REQUEST —
Render the listing below as a Markdown table with the columns Row and Line, starting at the line that contains "the wood grain" and ending after the line that contains "(1352, 403)". Include only those lines, number each row, and leave out any blank lines.
==*==
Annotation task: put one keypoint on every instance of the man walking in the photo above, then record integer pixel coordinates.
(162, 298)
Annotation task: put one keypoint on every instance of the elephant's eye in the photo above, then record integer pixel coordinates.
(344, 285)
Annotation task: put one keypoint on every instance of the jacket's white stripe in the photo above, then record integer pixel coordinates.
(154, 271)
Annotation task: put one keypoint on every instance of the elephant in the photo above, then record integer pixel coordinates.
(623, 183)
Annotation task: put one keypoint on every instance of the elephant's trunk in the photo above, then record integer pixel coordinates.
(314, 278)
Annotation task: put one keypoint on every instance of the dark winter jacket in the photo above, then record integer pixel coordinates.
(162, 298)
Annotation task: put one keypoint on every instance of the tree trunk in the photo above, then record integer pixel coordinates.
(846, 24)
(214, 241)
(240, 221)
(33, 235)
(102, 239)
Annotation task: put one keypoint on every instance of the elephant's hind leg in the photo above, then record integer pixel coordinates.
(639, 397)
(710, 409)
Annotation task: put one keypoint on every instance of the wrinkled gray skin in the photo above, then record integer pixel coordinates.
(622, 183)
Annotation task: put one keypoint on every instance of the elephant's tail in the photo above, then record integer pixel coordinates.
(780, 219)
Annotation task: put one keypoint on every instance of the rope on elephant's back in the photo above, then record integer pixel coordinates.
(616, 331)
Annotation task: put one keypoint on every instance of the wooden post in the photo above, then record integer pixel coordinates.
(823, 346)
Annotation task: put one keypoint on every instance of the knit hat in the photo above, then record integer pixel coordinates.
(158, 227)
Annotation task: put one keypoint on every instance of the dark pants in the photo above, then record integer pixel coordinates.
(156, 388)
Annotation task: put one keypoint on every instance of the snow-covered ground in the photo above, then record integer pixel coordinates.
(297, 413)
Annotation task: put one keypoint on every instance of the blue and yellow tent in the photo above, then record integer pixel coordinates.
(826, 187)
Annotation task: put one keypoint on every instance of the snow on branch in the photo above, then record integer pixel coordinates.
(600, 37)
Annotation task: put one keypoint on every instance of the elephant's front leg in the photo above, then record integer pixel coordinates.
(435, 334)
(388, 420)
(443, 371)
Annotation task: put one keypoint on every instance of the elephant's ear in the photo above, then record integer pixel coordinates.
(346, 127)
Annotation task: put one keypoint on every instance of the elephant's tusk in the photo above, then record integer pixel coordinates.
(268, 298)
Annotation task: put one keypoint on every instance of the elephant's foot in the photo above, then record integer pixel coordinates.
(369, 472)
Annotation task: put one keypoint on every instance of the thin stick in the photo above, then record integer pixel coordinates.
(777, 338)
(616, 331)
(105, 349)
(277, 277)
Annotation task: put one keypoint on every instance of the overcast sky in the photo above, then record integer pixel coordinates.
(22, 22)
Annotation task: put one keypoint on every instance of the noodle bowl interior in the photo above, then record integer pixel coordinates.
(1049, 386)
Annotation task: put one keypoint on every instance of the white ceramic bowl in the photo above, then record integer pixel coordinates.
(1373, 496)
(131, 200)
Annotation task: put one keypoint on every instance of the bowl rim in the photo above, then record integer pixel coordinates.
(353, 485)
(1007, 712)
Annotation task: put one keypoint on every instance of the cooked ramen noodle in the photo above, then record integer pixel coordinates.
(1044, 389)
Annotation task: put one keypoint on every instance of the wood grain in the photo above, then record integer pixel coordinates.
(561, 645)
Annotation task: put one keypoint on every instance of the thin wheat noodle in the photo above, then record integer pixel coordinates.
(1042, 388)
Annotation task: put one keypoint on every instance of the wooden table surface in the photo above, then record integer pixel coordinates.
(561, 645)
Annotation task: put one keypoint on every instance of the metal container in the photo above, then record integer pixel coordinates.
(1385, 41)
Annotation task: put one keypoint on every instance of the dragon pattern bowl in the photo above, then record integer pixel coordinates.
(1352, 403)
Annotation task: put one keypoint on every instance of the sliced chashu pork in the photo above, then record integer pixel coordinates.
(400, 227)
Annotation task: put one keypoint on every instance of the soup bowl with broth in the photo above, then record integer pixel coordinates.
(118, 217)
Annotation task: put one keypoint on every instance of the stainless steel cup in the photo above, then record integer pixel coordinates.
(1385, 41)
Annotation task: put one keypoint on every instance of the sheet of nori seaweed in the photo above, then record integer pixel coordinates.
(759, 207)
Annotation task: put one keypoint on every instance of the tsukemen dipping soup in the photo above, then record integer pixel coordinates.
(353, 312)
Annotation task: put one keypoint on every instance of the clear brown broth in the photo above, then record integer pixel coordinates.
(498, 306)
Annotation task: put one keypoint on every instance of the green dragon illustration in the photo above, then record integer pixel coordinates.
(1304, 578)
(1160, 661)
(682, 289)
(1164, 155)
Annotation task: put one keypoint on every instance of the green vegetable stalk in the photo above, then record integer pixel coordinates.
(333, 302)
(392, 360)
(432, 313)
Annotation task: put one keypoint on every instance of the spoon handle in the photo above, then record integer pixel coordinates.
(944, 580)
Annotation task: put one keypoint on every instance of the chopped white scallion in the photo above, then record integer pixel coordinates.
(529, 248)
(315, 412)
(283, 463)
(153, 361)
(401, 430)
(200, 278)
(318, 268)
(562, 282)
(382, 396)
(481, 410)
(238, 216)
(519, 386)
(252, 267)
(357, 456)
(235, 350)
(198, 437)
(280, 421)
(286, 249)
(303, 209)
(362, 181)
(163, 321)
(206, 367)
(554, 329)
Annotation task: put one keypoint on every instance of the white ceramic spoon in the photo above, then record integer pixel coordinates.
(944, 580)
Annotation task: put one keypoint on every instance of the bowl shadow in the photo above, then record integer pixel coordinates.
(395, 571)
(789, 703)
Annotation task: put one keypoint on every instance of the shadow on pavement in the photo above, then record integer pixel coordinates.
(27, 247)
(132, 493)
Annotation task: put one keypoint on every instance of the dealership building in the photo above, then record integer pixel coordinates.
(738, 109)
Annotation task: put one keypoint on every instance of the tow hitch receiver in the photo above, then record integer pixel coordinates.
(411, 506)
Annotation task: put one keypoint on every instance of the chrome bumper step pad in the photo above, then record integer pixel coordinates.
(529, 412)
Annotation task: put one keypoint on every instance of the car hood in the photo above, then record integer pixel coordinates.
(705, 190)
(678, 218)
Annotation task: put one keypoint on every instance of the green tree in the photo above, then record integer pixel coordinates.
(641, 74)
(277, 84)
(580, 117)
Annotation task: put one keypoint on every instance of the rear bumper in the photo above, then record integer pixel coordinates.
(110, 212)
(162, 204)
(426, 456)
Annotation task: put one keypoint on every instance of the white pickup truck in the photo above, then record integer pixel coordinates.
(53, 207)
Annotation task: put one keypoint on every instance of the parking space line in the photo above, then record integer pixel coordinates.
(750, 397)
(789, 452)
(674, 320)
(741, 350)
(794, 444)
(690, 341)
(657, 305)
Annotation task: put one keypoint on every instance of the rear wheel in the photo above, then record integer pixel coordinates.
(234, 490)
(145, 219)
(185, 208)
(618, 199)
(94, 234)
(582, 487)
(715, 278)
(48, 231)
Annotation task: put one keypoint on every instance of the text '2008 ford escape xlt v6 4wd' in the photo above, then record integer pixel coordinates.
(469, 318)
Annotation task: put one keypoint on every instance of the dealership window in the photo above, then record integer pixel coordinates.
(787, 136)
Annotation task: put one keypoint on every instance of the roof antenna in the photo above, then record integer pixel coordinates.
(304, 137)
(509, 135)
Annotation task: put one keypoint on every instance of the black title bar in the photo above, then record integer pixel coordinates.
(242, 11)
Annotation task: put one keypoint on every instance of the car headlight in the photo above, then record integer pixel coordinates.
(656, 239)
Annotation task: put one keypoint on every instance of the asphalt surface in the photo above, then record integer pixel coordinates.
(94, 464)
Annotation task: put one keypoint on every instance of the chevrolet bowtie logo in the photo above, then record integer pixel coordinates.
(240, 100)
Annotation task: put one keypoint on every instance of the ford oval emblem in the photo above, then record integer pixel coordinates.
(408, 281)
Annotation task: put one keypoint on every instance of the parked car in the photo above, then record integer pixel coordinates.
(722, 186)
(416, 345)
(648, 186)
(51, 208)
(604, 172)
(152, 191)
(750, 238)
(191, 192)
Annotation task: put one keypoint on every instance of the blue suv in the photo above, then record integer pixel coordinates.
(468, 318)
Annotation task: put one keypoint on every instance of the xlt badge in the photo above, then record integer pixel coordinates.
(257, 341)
==*==
ANSWER TO THE TASK —
| Row | Line |
|---|---|
| 1 | Annotation task: put one keypoint on every instance of the wood grain in the photo above, then record integer pixel coordinates. |
| 2 | (561, 645) |
| 3 | Annotation task: put one keypoint on every instance of the thin wheat noodle in the photo above, then record integer pixel coordinates. |
| 4 | (1042, 388) |
| 5 | Annotation task: put one keypoint on every instance of the wooden table surface in the photo above, then record integer pixel coordinates. |
| 6 | (561, 645) |
| 7 | Annotation task: put one keypoint on every instance of the metal container in the photo above, then record integer pixel coordinates. |
| 8 | (1385, 41) |
| 9 | Annotation task: put one keypoint on every instance of the dragon pattern bowl in the photo above, then record integer pixel coordinates. |
| 10 | (1352, 403) |